§ **What this task involves**
Quote the line containing "Where in this photo can the black metal" and all lines that follow it in the listing below, exactly as written.

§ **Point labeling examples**
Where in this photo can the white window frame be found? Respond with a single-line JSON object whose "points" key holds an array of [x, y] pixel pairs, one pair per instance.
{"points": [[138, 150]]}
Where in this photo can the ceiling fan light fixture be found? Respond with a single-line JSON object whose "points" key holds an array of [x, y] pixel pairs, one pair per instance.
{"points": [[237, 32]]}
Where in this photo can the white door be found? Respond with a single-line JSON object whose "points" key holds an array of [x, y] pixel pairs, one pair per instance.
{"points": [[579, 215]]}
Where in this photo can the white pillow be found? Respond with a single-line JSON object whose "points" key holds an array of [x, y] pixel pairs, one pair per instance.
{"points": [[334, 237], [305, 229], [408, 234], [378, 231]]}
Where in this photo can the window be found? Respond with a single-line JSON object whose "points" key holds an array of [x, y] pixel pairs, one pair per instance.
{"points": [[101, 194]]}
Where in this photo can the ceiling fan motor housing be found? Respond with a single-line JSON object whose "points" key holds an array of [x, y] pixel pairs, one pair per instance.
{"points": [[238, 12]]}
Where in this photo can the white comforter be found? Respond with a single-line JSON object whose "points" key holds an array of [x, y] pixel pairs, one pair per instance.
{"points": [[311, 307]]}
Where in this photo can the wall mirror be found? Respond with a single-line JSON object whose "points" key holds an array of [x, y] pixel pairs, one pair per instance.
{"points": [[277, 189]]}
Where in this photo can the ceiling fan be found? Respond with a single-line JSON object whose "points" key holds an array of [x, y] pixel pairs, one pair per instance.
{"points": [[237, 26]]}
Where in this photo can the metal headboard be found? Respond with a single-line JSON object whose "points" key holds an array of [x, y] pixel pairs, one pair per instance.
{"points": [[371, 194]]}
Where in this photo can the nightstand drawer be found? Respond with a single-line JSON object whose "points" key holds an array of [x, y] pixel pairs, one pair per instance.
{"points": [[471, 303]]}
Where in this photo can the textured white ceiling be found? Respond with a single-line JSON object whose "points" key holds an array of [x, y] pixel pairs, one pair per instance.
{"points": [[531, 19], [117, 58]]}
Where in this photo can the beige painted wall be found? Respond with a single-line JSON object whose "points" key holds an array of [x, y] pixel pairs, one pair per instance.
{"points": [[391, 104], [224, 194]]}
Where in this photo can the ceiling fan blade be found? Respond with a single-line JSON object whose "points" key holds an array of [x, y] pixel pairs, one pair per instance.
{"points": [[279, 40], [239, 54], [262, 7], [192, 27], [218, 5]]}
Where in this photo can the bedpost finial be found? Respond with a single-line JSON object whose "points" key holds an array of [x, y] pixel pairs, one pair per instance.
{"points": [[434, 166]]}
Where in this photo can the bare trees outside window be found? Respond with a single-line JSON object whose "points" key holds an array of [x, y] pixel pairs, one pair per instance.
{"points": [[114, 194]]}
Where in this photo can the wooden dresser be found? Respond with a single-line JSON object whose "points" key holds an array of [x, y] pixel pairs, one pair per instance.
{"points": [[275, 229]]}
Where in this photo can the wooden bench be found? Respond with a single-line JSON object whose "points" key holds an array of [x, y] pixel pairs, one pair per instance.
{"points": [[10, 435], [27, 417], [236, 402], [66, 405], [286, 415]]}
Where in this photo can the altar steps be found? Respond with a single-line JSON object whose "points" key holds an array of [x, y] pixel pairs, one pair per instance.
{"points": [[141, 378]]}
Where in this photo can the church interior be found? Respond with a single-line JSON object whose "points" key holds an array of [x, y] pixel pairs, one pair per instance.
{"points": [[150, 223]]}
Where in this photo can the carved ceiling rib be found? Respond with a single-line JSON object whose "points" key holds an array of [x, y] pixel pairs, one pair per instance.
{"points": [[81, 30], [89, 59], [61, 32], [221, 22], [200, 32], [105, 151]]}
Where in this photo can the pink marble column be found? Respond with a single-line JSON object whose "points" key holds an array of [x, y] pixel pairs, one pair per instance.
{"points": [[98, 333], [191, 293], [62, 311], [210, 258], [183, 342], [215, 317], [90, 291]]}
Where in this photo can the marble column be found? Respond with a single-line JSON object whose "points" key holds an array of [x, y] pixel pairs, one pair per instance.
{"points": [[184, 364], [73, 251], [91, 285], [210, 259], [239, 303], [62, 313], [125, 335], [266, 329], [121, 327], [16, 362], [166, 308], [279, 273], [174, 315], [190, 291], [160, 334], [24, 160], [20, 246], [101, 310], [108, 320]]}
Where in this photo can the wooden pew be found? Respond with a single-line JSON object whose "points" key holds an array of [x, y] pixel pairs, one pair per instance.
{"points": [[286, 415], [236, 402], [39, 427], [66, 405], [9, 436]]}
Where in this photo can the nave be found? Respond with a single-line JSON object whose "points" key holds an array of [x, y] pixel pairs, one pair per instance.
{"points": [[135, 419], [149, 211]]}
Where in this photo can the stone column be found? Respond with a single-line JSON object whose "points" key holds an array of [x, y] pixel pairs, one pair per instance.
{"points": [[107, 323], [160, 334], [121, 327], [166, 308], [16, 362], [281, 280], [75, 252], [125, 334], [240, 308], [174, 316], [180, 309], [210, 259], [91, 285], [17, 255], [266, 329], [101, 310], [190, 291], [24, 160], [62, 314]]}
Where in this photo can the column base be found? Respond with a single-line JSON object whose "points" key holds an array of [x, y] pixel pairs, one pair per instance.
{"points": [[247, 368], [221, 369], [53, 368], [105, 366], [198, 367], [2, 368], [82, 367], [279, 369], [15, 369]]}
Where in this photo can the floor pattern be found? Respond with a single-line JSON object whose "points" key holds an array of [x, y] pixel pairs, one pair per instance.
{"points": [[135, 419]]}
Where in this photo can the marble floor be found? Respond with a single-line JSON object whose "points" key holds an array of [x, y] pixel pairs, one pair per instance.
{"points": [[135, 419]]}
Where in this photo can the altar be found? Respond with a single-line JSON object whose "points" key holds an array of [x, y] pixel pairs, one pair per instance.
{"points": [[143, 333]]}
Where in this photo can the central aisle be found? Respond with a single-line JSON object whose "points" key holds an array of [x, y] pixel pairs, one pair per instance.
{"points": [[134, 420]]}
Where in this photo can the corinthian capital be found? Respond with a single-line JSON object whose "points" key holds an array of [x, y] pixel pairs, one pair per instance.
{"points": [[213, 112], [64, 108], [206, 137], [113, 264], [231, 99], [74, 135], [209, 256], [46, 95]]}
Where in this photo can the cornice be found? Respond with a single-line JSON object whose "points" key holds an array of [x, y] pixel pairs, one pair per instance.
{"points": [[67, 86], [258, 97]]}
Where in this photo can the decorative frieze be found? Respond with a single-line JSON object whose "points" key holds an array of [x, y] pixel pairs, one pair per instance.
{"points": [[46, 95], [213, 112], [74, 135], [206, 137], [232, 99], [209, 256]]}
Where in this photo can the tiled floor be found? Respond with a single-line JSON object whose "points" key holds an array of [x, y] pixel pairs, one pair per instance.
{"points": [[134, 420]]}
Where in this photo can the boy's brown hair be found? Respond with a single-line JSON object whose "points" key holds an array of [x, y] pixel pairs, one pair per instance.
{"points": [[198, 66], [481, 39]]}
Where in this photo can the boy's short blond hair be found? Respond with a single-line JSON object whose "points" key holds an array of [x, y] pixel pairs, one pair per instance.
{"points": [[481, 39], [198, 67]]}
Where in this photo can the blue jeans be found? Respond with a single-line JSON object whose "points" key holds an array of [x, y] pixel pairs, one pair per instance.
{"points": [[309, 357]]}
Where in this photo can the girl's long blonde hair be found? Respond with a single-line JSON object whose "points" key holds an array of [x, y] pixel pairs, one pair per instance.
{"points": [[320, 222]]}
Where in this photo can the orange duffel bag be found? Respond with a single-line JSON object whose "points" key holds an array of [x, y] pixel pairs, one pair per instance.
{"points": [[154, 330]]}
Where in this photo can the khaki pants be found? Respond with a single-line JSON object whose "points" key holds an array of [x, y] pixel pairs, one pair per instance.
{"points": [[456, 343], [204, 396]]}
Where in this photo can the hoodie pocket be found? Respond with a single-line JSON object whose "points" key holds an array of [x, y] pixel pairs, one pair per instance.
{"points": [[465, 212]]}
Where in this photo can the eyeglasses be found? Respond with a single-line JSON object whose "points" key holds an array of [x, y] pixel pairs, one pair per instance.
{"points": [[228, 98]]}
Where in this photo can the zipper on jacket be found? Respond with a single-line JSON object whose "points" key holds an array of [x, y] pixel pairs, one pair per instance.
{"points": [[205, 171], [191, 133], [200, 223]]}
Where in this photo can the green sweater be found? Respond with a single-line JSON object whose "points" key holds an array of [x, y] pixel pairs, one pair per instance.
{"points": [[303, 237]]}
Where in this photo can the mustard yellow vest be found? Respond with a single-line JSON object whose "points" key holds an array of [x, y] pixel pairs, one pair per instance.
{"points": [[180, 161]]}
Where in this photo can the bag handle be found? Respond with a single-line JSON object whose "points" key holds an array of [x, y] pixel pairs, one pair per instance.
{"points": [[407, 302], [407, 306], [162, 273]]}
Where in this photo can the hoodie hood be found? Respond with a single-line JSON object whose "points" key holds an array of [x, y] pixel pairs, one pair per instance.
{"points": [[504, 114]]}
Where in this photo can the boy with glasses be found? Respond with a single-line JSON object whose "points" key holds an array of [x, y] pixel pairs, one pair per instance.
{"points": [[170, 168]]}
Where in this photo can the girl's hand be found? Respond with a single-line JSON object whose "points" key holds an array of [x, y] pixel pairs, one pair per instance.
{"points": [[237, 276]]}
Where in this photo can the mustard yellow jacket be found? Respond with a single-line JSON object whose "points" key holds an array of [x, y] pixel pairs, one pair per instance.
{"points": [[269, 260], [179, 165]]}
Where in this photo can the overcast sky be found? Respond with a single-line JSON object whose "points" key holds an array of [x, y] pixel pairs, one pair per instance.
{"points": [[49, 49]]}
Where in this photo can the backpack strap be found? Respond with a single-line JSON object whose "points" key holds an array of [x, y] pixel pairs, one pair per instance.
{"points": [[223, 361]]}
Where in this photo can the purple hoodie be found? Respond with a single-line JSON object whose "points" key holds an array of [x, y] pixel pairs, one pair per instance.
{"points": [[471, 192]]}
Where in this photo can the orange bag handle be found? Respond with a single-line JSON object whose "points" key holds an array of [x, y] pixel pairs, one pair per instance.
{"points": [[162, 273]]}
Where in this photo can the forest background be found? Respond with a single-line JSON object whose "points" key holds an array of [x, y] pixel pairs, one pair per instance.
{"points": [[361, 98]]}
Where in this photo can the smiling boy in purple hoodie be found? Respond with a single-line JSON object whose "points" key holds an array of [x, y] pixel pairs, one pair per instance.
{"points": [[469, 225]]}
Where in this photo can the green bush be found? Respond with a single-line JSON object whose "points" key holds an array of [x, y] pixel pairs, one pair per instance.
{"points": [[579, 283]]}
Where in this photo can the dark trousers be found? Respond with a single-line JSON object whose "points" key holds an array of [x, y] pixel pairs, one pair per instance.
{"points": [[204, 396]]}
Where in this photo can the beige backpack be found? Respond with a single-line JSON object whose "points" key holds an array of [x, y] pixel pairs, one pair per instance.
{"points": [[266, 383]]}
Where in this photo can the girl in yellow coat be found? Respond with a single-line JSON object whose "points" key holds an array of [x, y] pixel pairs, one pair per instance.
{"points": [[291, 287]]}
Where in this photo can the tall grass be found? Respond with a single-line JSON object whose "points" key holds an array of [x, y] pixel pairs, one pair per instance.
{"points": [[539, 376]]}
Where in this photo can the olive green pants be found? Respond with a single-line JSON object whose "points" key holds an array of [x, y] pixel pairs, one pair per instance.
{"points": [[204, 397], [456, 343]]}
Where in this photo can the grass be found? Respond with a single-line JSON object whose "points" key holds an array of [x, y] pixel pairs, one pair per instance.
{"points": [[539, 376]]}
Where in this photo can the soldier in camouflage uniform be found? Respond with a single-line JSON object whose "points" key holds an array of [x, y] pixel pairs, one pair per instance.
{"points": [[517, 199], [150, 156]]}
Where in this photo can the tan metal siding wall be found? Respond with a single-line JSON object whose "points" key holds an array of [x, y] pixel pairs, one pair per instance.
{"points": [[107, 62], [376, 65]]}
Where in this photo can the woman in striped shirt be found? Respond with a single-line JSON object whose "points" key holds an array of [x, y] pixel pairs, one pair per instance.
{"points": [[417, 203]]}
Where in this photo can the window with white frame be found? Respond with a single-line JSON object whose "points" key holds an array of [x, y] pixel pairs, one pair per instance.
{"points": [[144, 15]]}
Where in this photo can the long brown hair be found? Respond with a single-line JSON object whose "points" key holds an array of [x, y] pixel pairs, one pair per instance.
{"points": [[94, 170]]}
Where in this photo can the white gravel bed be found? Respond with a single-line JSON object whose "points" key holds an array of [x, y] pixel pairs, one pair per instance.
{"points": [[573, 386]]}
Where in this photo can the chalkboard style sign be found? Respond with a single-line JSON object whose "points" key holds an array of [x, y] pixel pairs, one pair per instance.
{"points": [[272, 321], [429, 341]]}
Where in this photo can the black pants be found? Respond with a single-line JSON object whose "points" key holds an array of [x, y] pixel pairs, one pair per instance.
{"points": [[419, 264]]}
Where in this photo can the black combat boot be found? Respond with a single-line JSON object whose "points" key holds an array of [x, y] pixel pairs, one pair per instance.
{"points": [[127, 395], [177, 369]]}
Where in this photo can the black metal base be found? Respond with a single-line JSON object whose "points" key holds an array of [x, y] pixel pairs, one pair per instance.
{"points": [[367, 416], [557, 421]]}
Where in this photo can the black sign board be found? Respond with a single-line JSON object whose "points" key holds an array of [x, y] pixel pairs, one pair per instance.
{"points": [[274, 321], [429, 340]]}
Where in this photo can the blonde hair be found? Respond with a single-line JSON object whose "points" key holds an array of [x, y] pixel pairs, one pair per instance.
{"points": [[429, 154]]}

§ **Answer**
Where in this photo can the black metal base be found? Respond with a single-line JSON object whose "points" key holds an array of [x, y] pixel pairs, one pair per instance.
{"points": [[367, 416], [557, 421]]}
Where in this photo can the black sign board be found? Respond with a single-line JSON object whose "points" key holds an array of [x, y] pixel pairs, one pair per instance.
{"points": [[274, 321], [429, 340]]}
Where in this photo can the blonde hair be found? Respond with a single-line JSON object whose "points" key holds an array of [x, y] pixel pairs, one pair per instance.
{"points": [[429, 154]]}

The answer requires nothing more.